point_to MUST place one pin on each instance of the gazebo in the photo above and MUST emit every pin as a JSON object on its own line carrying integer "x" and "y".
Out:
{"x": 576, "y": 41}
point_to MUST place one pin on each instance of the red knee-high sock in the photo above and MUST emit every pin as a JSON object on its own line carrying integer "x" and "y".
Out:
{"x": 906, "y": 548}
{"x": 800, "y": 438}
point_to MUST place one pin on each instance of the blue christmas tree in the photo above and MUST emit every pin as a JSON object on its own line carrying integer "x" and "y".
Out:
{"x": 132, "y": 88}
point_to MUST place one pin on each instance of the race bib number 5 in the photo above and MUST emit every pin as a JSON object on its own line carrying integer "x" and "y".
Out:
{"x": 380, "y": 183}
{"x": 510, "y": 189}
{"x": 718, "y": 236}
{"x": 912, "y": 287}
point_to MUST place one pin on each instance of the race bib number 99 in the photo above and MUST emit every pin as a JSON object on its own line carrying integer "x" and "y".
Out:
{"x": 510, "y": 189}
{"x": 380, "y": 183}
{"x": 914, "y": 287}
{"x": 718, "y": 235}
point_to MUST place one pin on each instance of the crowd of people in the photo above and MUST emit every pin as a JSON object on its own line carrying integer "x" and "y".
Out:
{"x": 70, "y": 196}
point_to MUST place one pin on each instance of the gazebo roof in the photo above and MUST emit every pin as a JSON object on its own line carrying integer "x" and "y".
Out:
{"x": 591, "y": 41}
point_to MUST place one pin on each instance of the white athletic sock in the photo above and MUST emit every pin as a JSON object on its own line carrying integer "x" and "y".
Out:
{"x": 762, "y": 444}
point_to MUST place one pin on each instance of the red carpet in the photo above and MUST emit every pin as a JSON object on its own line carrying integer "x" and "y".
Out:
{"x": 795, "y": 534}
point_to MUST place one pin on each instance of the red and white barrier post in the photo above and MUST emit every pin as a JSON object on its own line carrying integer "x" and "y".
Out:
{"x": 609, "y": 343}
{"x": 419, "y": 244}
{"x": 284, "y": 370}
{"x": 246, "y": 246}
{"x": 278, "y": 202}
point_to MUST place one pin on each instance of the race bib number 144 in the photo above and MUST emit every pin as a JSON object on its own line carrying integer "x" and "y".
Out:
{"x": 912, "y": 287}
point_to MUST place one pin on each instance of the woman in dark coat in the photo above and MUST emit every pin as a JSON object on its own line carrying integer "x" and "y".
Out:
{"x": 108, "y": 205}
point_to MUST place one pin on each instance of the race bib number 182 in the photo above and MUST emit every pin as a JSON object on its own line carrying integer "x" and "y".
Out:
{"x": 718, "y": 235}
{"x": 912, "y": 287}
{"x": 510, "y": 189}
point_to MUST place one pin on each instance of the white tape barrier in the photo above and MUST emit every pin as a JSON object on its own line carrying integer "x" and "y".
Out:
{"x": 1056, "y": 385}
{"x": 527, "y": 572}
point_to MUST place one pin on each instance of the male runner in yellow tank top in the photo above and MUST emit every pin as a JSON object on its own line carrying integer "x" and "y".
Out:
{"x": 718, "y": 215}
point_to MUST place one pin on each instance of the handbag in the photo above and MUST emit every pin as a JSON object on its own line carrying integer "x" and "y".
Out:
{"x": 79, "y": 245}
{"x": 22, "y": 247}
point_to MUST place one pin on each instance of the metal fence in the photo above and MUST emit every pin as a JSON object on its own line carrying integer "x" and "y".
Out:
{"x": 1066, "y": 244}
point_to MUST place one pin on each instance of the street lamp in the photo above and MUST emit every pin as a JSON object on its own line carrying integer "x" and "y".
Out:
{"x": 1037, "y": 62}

ASSIGNMENT: Each line of the data above must be restated word for word.

RESULT:
point_to MUST place one pin on each instance of the gazebo in the photo above and MUST emit every pin as a JSON object on its own line carrying integer "x" and "y".
Out:
{"x": 576, "y": 41}
point_to MUST place one pin on each instance of the red knee-high sock in the photo above and MUST emit every pin as a JSON object on its own line carrying integer "x" and "y".
Out:
{"x": 906, "y": 548}
{"x": 800, "y": 438}
point_to MUST place one pin on each instance of the blue christmas tree in the photo above and MUST emit every pin as a JSON object on its own line carrying integer "x" and "y".
Out:
{"x": 132, "y": 88}
point_to MUST place one pin on each instance of the race bib number 5 in the photo above and MUST emit every pin as a JSON object on its own line carrying integer "x" and "y".
Out:
{"x": 380, "y": 183}
{"x": 510, "y": 189}
{"x": 718, "y": 236}
{"x": 912, "y": 287}
point_to MUST place one pin on each instance of the race bib number 99 in the photo above and MUST emit every pin as a JSON object on its own line carrying integer "x" and "y".
Out:
{"x": 510, "y": 189}
{"x": 380, "y": 183}
{"x": 914, "y": 287}
{"x": 718, "y": 235}
point_to MUST place one pin on each instance of the crowd of people in the photo above and MUST emit every pin as a JSON object on its own line carrying integer "x" and "y".
Out:
{"x": 70, "y": 196}
point_to MUST place one pin on each instance of the gazebo roof in the photo above and MUST emit every pin as a JSON object on its own line carrying integer "x" and "y".
Out:
{"x": 591, "y": 41}
point_to MUST place one pin on each instance of the white athletic sock in the photo above and MUST emit every pin as a JSON object on its own line carrying integer "x" and "y".
Out:
{"x": 762, "y": 444}
point_to MUST place one pin on each instance of the red carpet in the photo above and MUST emit every pin as a JSON object on its own line carrying integer "x" and "y".
Out:
{"x": 795, "y": 534}
point_to MUST place one pin on each instance of the red and white barrier post in the photo above and MUST emit every pin as a JSON object on its own line carrying integer "x" and "y".
Out:
{"x": 609, "y": 343}
{"x": 419, "y": 244}
{"x": 284, "y": 370}
{"x": 246, "y": 246}
{"x": 278, "y": 202}
point_to MUST place one pin on each instance of the race bib number 144 in the photo above and MUST emit every pin as a JSON object on its own line carrying integer "x" and "y".
Out:
{"x": 912, "y": 287}
point_to MUST place one pin on each instance of the woman in dark coat in the photo above and MUST emit every pin as a JSON object on its own line carrying integer "x" and "y".
Out:
{"x": 108, "y": 205}
point_to MUST place one pin on each instance of the race bib number 182 in the photo above and MUST emit every pin as a JSON object on its own line carrying integer "x" and "y".
Out:
{"x": 718, "y": 235}
{"x": 912, "y": 287}
{"x": 510, "y": 189}
point_to MUST place one pin on each instance of the white tape barrier in the photo above and MUST emit every pin as a JSON object on its own line carrying integer "x" and "y".
Out:
{"x": 1056, "y": 385}
{"x": 527, "y": 572}
point_to MUST place one pin on each instance of the male runner in yellow tank top in the photo above and MUST emit every pin as a JSON object on its own line carrying integer "x" and "y".
Out:
{"x": 718, "y": 215}
point_to MUST place one pin on each instance of the handbag in the photo above and MUST emit every pin as a JSON object on its own line carrying integer "x" and "y".
Out:
{"x": 79, "y": 245}
{"x": 22, "y": 247}
point_to MUST place one pin on each instance of the metal fence in the photo above and MUST emit every pin as a JSON object on its own line carrying integer "x" and "y".
Out:
{"x": 1066, "y": 244}
point_to MUST place one pin on each instance of the street lamp in the photo above and MUST emit every pin as a JSON object on its own line carrying integer "x" and "y".
Out:
{"x": 1037, "y": 62}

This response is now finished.